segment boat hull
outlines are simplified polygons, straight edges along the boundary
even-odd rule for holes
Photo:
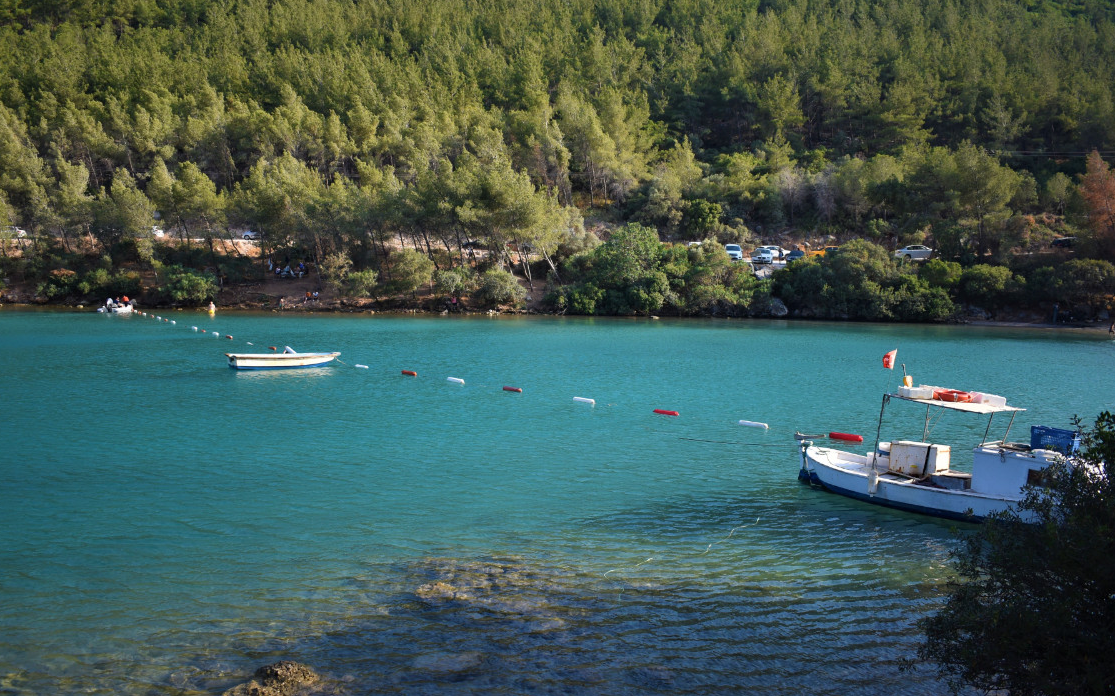
[[[1015,497],[920,485],[913,478],[886,472],[882,472],[872,486],[869,457],[828,447],[803,447],[802,457],[799,477],[803,481],[873,505],[947,520],[982,522],[988,515],[1012,509],[1019,502]]]
[[[226,352],[229,367],[242,370],[300,369],[324,367],[339,352]]]

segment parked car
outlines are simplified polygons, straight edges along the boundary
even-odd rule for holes
[[[777,244],[764,244],[763,246],[759,246],[759,249],[769,249],[770,250],[770,255],[773,255],[776,261],[778,259],[785,259],[786,254],[789,253],[788,249],[783,249],[782,246],[779,246]]]
[[[906,259],[908,261],[927,261],[931,255],[933,255],[933,250],[929,246],[922,246],[921,244],[910,244],[909,246],[903,246],[894,252],[894,255],[899,259]]]
[[[774,263],[774,252],[766,246],[759,246],[752,252],[752,263]]]

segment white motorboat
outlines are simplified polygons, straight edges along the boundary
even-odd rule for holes
[[[290,369],[321,367],[331,362],[339,352],[298,352],[287,346],[282,352],[226,352],[233,369]]]
[[[963,394],[940,392],[947,393],[946,398],[949,398],[948,393]],[[1027,484],[1040,484],[1043,470],[1065,455],[1074,454],[1079,445],[1076,433],[1043,426],[1031,428],[1029,445],[1008,442],[1007,435],[1015,416],[1025,409],[1007,406],[1001,397],[988,399],[988,403],[961,403],[884,394],[879,414],[880,433],[883,414],[892,400],[925,406],[925,425],[920,442],[880,442],[876,434],[873,451],[855,454],[817,446],[811,436],[798,434],[802,455],[798,478],[876,505],[980,522],[991,513],[1017,505],[1025,495]],[[983,441],[972,451],[971,473],[950,467],[949,445],[929,442],[933,409],[988,416]],[[991,420],[1000,413],[1010,414],[1010,423],[1002,439],[988,442]]]
[[[130,315],[132,312],[135,311],[135,307],[133,307],[130,303],[113,304],[110,307],[109,306],[98,307],[97,311],[100,313],[109,313],[109,315]]]

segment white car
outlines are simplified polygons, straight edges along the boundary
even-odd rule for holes
[[[933,255],[933,250],[929,246],[922,246],[921,244],[910,244],[909,246],[903,246],[894,252],[894,255],[899,259],[906,259],[908,261],[927,261],[931,255]]]
[[[752,263],[774,263],[775,254],[766,246],[759,246],[752,252]]]
[[[788,249],[783,249],[777,244],[764,244],[763,246],[759,246],[759,249],[769,249],[770,255],[774,257],[775,261],[778,259],[785,259],[786,254],[789,253]]]

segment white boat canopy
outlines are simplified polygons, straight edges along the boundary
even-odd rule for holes
[[[962,410],[964,413],[973,413],[983,416],[997,413],[1018,413],[1020,410],[1026,410],[1025,408],[1017,408],[1015,406],[992,406],[990,404],[963,404],[959,402],[939,402],[937,399],[915,399],[909,396],[899,396],[898,394],[888,394],[886,396],[902,399],[903,402],[910,402],[912,404],[935,406],[938,408],[948,408],[950,410]]]

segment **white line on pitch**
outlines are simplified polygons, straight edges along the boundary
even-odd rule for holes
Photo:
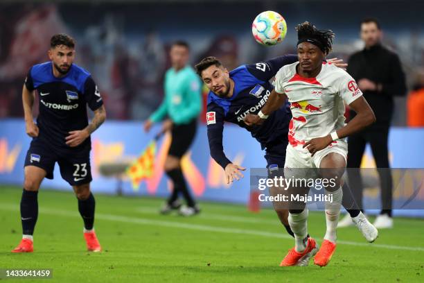
[[[10,204],[1,204],[0,205],[0,209],[9,210],[9,211],[19,211],[19,207],[17,205],[11,205]],[[76,212],[59,210],[53,209],[40,208],[39,212],[46,214],[51,214],[54,216],[71,216],[71,217],[80,217]],[[270,238],[280,238],[280,239],[292,239],[290,236],[281,233],[275,233],[272,232],[261,232],[252,230],[246,229],[238,229],[238,228],[229,228],[224,227],[216,227],[216,226],[209,226],[205,225],[200,224],[191,224],[184,223],[177,221],[167,221],[163,220],[152,220],[143,218],[134,218],[123,216],[119,215],[113,214],[105,214],[101,213],[96,213],[96,218],[100,220],[107,220],[109,221],[117,221],[129,223],[134,224],[141,225],[148,225],[152,226],[161,226],[166,228],[182,228],[182,229],[190,229],[200,231],[209,231],[209,232],[218,232],[221,233],[229,233],[229,234],[240,234],[243,235],[251,235],[251,236],[260,236],[267,237]],[[350,241],[338,241],[337,243],[342,243],[348,246],[355,246],[367,248],[386,248],[390,250],[412,250],[412,251],[420,251],[424,252],[424,248],[422,247],[407,247],[403,246],[395,246],[395,245],[386,245],[380,243],[357,243]]]

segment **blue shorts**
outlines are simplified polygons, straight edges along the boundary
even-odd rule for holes
[[[24,166],[41,168],[46,171],[46,178],[53,179],[55,162],[59,164],[62,178],[71,186],[89,183],[93,180],[89,148],[73,151],[69,148],[64,151],[39,138],[33,139],[26,153]]]

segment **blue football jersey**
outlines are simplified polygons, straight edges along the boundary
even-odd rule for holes
[[[37,138],[56,148],[67,148],[65,137],[69,132],[82,130],[88,125],[87,105],[94,111],[103,102],[88,71],[73,64],[64,76],[56,78],[52,67],[51,62],[33,66],[25,86],[29,91],[38,92],[39,133]],[[77,148],[89,147],[90,139],[87,139]]]
[[[281,139],[287,139],[291,113],[288,103],[270,115],[260,126],[248,126],[243,121],[248,114],[257,114],[274,89],[270,80],[283,66],[294,63],[297,56],[288,55],[242,65],[229,73],[234,82],[233,96],[222,98],[213,92],[208,94],[206,123],[211,155],[222,168],[231,162],[222,148],[224,123],[231,122],[244,128],[260,143],[263,149]]]

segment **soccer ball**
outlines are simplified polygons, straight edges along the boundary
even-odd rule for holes
[[[274,11],[262,12],[251,24],[255,40],[263,45],[275,45],[285,37],[287,24],[284,18]]]

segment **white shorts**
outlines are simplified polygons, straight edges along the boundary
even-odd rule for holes
[[[290,178],[296,172],[297,178],[319,178],[318,169],[322,159],[330,153],[340,154],[344,157],[344,161],[347,160],[348,147],[346,139],[338,139],[336,143],[330,144],[328,146],[322,149],[311,156],[308,149],[302,148],[302,146],[297,146],[295,148],[290,144],[287,146],[285,151],[285,163],[284,165],[284,173],[286,178]],[[301,169],[301,170],[290,170]],[[303,170],[303,169],[305,169]],[[311,170],[308,170],[311,169]],[[313,175],[313,176],[310,175]],[[301,175],[299,175],[299,174]]]

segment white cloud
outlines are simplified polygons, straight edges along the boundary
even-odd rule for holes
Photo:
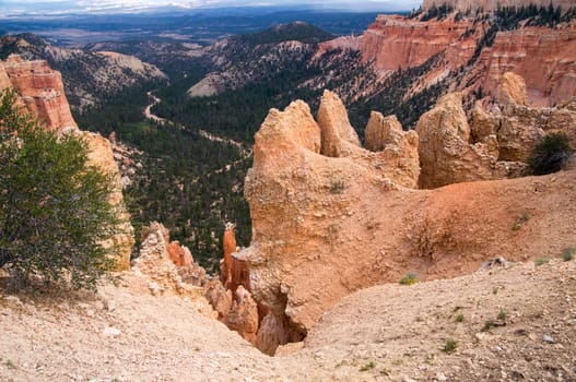
[[[422,0],[0,0],[4,14],[60,14],[66,12],[140,12],[160,7],[200,9],[215,7],[266,7],[306,4],[324,9],[408,10]]]

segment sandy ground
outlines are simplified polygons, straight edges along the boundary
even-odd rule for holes
[[[576,381],[575,271],[552,260],[361,290],[286,357],[131,273],[96,295],[0,289],[0,380]]]

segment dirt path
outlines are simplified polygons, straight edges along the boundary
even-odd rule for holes
[[[150,120],[152,120],[154,122],[169,123],[169,124],[174,126],[175,123],[173,121],[169,121],[167,119],[161,118],[161,117],[152,114],[152,107],[154,105],[158,104],[162,99],[160,99],[154,94],[152,94],[152,92],[148,92],[146,95],[150,97],[152,103],[150,105],[148,105],[146,108],[144,109],[144,116],[148,119],[150,119]],[[184,127],[180,126],[180,129],[184,129]],[[209,174],[205,174],[204,176],[202,176],[202,178],[211,177],[211,176],[213,176],[215,174],[222,174],[222,172],[225,172],[225,171],[230,171],[233,166],[236,166],[236,165],[240,164],[243,160],[249,158],[252,155],[252,151],[250,148],[248,148],[242,142],[235,141],[235,140],[230,139],[230,138],[222,138],[222,136],[212,134],[212,133],[210,133],[210,132],[208,132],[205,130],[198,130],[198,133],[200,134],[200,136],[209,140],[209,141],[233,145],[236,148],[238,148],[238,153],[240,154],[240,158],[239,159],[234,160],[233,163],[231,163],[231,164],[228,164],[228,165],[226,165],[224,167],[218,168],[218,169],[215,169],[215,170],[213,170],[213,171],[211,171]],[[198,181],[200,181],[200,177],[197,177],[197,178],[192,179],[191,182],[192,183],[197,183]]]
[[[0,380],[575,381],[575,301],[576,261],[388,284],[346,297],[304,349],[271,358],[131,273],[95,297],[0,289]]]

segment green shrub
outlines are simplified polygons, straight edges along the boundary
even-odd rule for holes
[[[544,135],[532,148],[528,169],[532,175],[546,175],[563,169],[572,154],[569,138],[563,132]]]
[[[413,285],[418,283],[418,275],[414,272],[409,272],[402,279],[400,284],[402,285]]]
[[[95,289],[117,253],[102,244],[118,223],[111,177],[87,164],[82,139],[38,127],[11,91],[0,98],[0,266],[21,286]]]

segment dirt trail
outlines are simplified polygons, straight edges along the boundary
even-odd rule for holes
[[[575,301],[576,261],[388,284],[346,297],[304,349],[271,358],[131,273],[92,297],[0,289],[0,380],[575,381]]]

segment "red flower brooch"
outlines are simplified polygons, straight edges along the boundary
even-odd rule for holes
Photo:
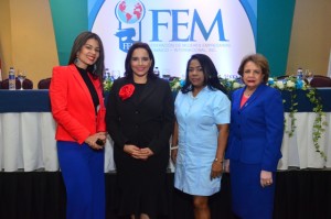
[[[121,98],[121,100],[126,100],[132,96],[134,91],[135,91],[135,86],[132,84],[128,84],[128,85],[122,86],[119,89],[118,95]]]

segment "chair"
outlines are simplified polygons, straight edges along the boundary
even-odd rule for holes
[[[310,81],[311,87],[331,87],[331,78],[323,75],[314,75]]]
[[[38,89],[50,89],[52,78],[44,78],[38,83]]]
[[[20,80],[18,78],[15,79],[15,88],[17,88],[17,90],[21,89],[21,83],[20,83]],[[4,79],[4,80],[2,80],[1,89],[9,89],[9,80],[8,80],[8,78]],[[23,89],[33,89],[33,83],[32,83],[32,80],[25,78],[25,80],[23,81]]]

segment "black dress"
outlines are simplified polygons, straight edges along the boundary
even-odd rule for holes
[[[122,100],[119,90],[128,84],[135,86],[135,91]],[[172,92],[163,79],[149,78],[145,85],[127,78],[114,83],[107,100],[106,124],[115,145],[120,216],[168,213],[166,174],[173,110]],[[147,161],[136,160],[124,152],[125,144],[150,147],[154,155]]]

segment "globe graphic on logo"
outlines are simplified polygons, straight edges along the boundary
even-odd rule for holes
[[[120,22],[135,24],[143,18],[145,7],[139,0],[119,1],[115,8],[115,13]]]

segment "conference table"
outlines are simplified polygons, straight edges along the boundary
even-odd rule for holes
[[[306,90],[296,90],[298,111],[296,129],[282,140],[282,158],[278,169],[331,167],[331,89],[318,89],[323,102],[324,121],[329,123],[319,145],[328,158],[316,152],[312,127],[316,113],[306,97]],[[282,91],[285,99],[286,130],[290,129],[290,91]],[[44,169],[58,171],[56,123],[51,113],[49,90],[0,90],[0,169],[3,172]],[[173,165],[170,163],[173,171]],[[105,173],[116,171],[113,160],[113,141],[108,136],[105,146]]]

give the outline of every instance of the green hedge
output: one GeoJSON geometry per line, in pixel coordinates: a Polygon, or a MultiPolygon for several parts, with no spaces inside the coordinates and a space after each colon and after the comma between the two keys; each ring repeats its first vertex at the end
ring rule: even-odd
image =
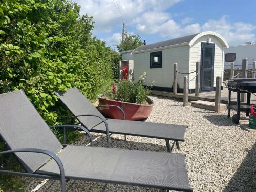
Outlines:
{"type": "MultiPolygon", "coordinates": [[[[22,89],[49,125],[70,115],[54,91],[76,86],[93,100],[116,76],[120,55],[79,11],[71,0],[0,2],[0,93],[22,89]]],[[[19,186],[3,178],[2,189],[19,186]]]]}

■ ■ ■

• 課題文
上記の資料から、文字列「coordinates」を含む行をすべて書き写して報告してください。大文字と小文字は区別するものとします。

• 解答例
output: one GeoJSON geometry per line, in pixel coordinates: a Polygon, or a MultiPolygon for several parts, with no spaces inside the coordinates and a space after each colon and after the comma between the two keys; each ring repeats its first vertex at the end
{"type": "MultiPolygon", "coordinates": [[[[22,89],[49,125],[70,115],[54,91],[76,86],[93,100],[116,76],[120,55],[79,11],[71,0],[0,2],[0,93],[22,89]]],[[[19,186],[3,178],[2,189],[19,186]]]]}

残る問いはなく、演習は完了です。